Your objective> Copy, without any change, the lines from the one that holds "For every instance of the evergreen" through the final line of the material below.

Content starts

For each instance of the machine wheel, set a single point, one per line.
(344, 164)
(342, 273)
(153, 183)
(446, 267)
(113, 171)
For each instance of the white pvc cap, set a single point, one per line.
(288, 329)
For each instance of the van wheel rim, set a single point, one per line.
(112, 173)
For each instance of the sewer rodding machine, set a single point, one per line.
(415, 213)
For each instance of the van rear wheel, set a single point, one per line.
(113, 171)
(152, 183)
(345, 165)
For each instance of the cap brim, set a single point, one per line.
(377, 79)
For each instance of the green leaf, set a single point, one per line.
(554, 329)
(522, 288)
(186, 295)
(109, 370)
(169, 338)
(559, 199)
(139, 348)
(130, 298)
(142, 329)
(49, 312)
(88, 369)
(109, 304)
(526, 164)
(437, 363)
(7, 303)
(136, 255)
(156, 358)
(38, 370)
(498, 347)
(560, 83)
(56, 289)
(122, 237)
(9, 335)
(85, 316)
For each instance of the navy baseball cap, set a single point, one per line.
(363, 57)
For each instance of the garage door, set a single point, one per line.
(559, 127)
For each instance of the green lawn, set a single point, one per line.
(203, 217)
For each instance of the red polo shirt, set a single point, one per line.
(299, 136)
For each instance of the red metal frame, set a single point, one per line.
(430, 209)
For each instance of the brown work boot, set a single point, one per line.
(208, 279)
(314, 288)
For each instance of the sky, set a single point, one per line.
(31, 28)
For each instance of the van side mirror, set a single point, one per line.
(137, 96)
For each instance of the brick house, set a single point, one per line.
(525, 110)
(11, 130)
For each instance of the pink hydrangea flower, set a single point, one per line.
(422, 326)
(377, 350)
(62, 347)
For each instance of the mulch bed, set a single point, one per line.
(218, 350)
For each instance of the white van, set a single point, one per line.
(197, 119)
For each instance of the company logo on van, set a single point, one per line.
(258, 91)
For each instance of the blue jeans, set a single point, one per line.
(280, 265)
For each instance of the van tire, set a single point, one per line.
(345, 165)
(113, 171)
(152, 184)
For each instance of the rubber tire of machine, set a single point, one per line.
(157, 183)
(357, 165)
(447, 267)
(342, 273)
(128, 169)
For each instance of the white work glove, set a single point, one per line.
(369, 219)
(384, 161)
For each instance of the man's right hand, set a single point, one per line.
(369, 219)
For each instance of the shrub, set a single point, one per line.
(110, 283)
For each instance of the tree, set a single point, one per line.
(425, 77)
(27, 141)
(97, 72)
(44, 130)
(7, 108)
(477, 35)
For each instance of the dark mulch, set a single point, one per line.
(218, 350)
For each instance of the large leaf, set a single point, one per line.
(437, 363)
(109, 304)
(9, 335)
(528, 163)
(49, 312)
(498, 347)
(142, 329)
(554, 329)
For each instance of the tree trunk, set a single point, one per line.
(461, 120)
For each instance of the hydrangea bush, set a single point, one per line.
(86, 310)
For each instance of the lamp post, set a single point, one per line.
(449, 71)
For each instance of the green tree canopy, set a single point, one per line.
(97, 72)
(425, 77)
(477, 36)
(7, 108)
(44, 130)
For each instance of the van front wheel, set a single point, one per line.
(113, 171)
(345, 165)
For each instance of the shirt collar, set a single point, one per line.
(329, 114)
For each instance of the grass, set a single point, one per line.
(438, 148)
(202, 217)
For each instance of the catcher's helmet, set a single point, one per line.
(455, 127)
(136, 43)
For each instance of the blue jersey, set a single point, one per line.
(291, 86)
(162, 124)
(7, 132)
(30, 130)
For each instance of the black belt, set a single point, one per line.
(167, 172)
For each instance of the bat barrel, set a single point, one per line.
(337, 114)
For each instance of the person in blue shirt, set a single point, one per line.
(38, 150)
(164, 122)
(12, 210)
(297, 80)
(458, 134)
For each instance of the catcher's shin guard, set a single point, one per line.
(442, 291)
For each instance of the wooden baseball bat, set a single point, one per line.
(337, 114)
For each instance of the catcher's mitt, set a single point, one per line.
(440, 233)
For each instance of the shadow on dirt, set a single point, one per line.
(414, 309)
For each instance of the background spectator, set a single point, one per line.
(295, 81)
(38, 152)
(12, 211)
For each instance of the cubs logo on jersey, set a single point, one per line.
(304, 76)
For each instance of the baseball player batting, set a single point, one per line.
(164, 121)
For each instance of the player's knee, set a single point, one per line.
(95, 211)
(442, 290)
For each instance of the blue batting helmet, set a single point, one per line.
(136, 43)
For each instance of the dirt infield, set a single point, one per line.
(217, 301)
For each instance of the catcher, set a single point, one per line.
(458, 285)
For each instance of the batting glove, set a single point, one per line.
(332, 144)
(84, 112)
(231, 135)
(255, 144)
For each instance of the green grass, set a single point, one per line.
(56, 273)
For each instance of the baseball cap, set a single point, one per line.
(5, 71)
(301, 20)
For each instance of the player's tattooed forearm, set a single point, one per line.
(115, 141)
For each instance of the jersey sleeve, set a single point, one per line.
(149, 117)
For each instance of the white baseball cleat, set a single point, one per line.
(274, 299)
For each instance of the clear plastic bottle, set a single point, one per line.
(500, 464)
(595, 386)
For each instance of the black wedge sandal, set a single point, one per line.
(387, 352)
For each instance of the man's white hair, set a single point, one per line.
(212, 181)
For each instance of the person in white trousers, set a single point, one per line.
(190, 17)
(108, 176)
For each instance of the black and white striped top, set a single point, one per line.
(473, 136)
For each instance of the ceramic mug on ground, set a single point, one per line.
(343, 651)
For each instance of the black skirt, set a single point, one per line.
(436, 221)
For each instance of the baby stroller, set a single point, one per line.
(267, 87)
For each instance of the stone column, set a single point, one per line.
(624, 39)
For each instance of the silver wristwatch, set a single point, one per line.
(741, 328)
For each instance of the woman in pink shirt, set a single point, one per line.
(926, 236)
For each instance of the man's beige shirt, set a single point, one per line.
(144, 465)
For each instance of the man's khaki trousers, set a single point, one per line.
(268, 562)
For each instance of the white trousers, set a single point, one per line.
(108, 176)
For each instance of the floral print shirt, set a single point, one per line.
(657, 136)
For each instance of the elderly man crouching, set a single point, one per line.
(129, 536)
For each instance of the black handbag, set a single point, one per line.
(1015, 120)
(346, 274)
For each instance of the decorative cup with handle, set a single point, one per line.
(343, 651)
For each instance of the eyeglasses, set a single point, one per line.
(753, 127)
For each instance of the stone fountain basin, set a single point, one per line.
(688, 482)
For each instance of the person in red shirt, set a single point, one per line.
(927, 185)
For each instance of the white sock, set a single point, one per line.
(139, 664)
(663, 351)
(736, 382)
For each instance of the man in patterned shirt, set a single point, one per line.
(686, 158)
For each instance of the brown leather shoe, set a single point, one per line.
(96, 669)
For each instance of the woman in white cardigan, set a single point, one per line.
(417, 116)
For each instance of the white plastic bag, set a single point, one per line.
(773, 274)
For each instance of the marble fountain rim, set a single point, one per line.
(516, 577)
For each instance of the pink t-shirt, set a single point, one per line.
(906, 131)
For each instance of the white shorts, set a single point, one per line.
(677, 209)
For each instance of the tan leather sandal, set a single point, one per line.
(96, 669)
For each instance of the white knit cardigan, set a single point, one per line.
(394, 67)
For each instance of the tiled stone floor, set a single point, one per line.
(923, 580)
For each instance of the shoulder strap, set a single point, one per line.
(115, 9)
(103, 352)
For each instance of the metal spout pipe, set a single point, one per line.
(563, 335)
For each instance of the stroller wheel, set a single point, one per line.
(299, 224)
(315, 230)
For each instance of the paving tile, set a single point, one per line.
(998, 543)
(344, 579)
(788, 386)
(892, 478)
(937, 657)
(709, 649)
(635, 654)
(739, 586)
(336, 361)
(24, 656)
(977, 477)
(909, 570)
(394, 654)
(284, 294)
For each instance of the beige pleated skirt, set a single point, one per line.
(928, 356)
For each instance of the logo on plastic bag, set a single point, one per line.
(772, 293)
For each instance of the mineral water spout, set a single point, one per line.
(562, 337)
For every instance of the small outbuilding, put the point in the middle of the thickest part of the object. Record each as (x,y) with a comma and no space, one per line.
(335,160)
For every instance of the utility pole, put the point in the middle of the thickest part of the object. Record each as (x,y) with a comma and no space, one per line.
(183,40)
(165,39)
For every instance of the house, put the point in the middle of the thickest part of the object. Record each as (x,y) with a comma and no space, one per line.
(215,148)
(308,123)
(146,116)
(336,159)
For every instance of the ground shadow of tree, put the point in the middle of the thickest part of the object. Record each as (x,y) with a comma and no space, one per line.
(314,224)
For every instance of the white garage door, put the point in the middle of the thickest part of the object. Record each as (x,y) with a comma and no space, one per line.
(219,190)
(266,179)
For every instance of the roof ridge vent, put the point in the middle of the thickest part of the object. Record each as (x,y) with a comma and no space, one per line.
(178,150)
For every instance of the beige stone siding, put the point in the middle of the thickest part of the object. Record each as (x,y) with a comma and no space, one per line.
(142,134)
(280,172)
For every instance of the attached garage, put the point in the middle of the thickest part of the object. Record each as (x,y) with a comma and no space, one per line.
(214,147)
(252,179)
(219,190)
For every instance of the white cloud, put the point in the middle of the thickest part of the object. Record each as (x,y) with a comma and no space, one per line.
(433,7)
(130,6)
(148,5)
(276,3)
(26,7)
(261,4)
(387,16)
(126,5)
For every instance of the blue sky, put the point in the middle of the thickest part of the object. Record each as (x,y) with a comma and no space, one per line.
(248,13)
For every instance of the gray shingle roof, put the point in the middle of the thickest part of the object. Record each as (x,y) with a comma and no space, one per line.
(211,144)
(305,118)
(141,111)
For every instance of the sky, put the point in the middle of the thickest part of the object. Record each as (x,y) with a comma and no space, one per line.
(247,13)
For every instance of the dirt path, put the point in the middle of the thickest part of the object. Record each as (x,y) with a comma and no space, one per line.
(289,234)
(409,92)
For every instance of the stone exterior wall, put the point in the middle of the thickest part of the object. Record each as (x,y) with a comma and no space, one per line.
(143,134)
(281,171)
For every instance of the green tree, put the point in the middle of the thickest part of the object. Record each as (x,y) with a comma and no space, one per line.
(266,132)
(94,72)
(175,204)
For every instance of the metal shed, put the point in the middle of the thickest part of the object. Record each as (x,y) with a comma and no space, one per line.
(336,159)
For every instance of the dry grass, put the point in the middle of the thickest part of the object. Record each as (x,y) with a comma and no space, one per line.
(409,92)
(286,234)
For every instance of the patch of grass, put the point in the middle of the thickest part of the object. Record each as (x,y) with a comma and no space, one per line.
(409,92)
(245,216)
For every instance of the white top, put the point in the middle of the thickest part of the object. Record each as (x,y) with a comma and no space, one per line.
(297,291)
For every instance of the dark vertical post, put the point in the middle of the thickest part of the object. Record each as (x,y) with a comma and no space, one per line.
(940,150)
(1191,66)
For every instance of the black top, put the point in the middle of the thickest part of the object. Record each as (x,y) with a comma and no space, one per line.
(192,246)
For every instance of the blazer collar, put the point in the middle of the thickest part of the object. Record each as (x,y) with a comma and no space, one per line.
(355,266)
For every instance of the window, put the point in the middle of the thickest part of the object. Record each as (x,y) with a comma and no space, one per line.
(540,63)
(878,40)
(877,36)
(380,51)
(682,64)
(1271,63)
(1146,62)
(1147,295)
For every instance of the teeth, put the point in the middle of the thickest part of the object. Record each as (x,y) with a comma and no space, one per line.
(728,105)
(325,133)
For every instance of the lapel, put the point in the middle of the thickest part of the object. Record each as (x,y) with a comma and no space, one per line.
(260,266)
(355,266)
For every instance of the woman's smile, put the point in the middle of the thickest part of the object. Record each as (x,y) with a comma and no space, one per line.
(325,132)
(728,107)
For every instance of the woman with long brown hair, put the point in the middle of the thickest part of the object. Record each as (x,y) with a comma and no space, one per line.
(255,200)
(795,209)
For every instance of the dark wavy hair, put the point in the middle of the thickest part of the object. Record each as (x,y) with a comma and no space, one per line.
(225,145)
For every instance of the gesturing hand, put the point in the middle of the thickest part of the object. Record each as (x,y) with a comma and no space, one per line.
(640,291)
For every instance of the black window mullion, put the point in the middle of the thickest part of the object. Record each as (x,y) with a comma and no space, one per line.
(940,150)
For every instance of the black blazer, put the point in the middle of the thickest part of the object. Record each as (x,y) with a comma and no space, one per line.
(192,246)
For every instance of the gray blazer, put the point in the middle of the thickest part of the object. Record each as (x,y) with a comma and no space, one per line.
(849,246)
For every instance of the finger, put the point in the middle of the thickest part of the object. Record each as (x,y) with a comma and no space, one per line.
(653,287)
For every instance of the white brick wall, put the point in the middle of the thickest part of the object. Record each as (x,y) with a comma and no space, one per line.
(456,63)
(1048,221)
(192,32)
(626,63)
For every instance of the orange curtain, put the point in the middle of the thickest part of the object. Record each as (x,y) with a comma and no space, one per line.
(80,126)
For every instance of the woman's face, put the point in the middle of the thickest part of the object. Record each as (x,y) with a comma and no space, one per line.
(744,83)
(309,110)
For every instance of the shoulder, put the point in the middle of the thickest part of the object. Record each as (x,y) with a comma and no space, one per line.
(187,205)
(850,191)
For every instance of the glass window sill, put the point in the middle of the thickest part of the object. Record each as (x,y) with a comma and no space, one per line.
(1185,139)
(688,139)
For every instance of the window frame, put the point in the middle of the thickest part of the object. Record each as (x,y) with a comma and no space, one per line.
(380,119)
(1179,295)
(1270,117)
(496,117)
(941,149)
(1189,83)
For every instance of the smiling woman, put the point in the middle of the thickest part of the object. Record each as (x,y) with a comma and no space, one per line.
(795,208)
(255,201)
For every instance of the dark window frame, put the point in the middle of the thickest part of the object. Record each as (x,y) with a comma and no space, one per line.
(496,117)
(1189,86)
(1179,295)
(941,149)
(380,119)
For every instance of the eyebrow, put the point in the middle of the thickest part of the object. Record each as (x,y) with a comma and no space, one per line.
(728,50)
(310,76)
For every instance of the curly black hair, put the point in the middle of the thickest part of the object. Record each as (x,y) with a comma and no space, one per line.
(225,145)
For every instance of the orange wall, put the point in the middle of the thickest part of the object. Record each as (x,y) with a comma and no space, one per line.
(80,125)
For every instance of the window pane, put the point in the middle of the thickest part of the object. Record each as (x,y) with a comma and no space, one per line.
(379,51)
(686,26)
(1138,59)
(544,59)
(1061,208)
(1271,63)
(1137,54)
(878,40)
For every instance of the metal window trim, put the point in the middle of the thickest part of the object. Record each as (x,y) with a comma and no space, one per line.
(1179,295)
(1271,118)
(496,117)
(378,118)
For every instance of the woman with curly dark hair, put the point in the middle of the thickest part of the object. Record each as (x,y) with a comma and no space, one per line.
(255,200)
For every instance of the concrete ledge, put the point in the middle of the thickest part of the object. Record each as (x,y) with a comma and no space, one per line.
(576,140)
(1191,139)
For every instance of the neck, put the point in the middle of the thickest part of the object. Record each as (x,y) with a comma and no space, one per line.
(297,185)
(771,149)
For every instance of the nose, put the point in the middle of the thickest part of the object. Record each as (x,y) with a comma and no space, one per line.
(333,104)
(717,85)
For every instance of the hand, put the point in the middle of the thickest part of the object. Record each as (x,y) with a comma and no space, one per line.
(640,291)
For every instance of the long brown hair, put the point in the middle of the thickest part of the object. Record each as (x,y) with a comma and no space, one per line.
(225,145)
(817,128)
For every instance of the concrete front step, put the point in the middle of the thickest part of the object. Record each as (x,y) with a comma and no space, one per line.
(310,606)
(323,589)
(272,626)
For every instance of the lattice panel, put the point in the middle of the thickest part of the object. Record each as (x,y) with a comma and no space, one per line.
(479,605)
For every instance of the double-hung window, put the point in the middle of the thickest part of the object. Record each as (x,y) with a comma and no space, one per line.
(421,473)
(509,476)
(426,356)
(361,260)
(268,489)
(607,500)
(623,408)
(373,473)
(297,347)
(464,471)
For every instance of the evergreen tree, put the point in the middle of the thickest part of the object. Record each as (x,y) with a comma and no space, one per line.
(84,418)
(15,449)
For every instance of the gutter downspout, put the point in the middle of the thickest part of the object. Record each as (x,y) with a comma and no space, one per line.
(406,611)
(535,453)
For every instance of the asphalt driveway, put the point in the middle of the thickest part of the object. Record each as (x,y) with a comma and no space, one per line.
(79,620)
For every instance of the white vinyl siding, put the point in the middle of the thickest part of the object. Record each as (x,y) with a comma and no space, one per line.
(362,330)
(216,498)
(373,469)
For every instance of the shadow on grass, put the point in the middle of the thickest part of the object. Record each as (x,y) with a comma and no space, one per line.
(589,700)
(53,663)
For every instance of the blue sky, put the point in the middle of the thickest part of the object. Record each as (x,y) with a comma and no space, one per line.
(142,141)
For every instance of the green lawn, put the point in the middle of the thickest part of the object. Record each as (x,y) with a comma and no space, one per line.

Content ends

Solution to this task>
For every instance of the evergreen tree, put the point in the middle of the thickest part of the object. Record each as (x,y) with a comma and no space, one per line.
(84,418)
(15,449)
For every instance of the gutter downspout, put the point in the middle of the thickest part of the object. Record each as (x,y) with a comma and no space, one per line.
(406,611)
(535,453)
For every instance of the asphalt driveway, put the point in the middle of the thickest part of the object. Record each as (x,y) with a comma and no space, one per line.
(79,620)
For every instance of the white vinyl siding, put the point in the middle of the thickest part of the object. Record each as (x,y) with a comma and no space, one per line.
(362,330)
(216,498)
(373,469)
For every instance of the shadow on grass, put the point in the middle of the thickest part of the object. Record each as (x,y) with a comma and no space, one per line.
(589,700)
(53,663)
For every instance of the blue sky, put the point in the middle of the thickest part of the object. Record each as (x,y) with a comma and no space, one per line.
(142,141)
For every instance of the green lawn, put the point in the middle of the thickest part of the object. Record each as (x,y) with a comma and no space, one per line.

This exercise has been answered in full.